Continue the blog post on gravity control propulsion from its final sentence.

▶ PAGE TEXT
+---+
The paper has been useful in outlining various concepts related to the quantum vacuum, gravity and mass. It is clear that more experiments are needed to answer some of the questions. It would be useful for eg to be able to modify the vacuum energy without having to resort to Casimir plates to carry out experiments in this difficult field and to be able to carry out measurements with other geometries other then parallel plates and spheres to verify the various models of Casimir forces in these conditions. Is Quantum Vacuum Engineering a viable field in the future for eg? In the next part we'll have a deeper look at how the quantum vacuum might contribute to gravity.

CI.

Update: Read this post from Sean Caroll, it has an interesting discussion in the comments section on the Higgs particle, inertia and mass.

Saturday, March 16, 2013

Is Gravity Control Propulsion viable? Part 1


In 2013 the answer is no. It seems that our reliance on chemical rocketry to get hardware into orbit will be with us for a long time to come. Private space companies are making Low Earth Orbit more accessible and cheaper however the fundamental high cost of launching hardware into orbit (between $20000/Kg to $50000/Kg depending on the launch platform) with its limitations for deep space exploration and restrictions to small payloads will still be there. Getting hardware out of Earth's gravity well only 150 Km above the surface requires vehicles with high thrust (rockets) which can expel large amounts of energy in a short period of time to overcome Earth's relentless gravitational pull. Rockets provide enough escape speed (11.2 Km/s) to reach a stable orbit. The alternatives outlined in a previous post ie the space elevator, external nuclear pulse propulsion and the Skylon Project all have some shortcomings. As usual funding is a big problem for research and whether they one day come to realisation seems to depend on economics,  politicians or the profit potential for private investors.
+---+
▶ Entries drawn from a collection
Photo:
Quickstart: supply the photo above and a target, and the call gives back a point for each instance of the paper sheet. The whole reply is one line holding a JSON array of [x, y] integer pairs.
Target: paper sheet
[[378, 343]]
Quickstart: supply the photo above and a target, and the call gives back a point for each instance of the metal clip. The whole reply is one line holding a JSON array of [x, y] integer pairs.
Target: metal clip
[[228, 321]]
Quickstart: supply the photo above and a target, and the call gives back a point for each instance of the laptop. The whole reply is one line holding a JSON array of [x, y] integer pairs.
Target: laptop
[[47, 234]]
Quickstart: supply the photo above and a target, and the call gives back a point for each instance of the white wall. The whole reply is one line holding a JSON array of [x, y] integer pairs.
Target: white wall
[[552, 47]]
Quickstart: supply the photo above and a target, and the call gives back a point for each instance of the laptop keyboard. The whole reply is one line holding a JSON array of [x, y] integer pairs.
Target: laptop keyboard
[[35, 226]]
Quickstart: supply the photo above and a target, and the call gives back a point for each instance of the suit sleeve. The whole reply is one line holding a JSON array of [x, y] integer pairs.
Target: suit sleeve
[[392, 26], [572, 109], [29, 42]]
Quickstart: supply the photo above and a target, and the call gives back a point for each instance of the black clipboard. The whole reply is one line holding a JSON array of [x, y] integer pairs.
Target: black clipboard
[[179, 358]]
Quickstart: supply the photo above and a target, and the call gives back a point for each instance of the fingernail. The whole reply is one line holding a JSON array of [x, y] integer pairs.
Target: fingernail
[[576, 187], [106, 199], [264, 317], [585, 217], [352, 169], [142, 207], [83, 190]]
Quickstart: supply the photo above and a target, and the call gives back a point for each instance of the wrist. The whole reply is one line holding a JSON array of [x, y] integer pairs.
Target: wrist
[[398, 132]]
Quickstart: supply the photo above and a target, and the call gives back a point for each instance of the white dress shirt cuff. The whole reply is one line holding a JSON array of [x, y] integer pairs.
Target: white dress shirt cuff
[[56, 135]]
+---+
▶ TASK OUTPUT
Can we one day replace rockets with an alternative (less expensive) propulsion method? (Photo: NASA)
 
Been looking at other alternatives such as Gravity Control Propulsion. If the weight problem can be reduced or eliminated altogether then this would change things. This would be a game changer for space exploration but is the concept viable or simply fantasy? Physics at the moment tells us that there is no means to shield an object from gravity or even control gravity for propulsion purposes. In a scene in the latest StarTrek movie, the Enterprise is built on the ground in a shipyard. This solves many problems with cost and practicalities of building the starship instead of assembling it together in space, however one begs the question: when the starship is finished, how do they get this big chunk of hardware into orbit? In the StarTrek universe, have they found a means to circumvent the effects of gravity? In the movie one doesn't see the crew floating around on the bridge of the Enterprise when galloping the galaxy as well, have they developed a means to create artificial gravity deck plating? Recreating Earth's gravity environment in the Starship is important, it solves many health issues for the astronauts who would otherwise be exposed to a zero-gee environment for long periods, not to mention doing basic tasks easier (space radiation exposure is another problem I won't discuss here). 
 
Can a Starship be built and launched from the ground? (Photo: StarTrek)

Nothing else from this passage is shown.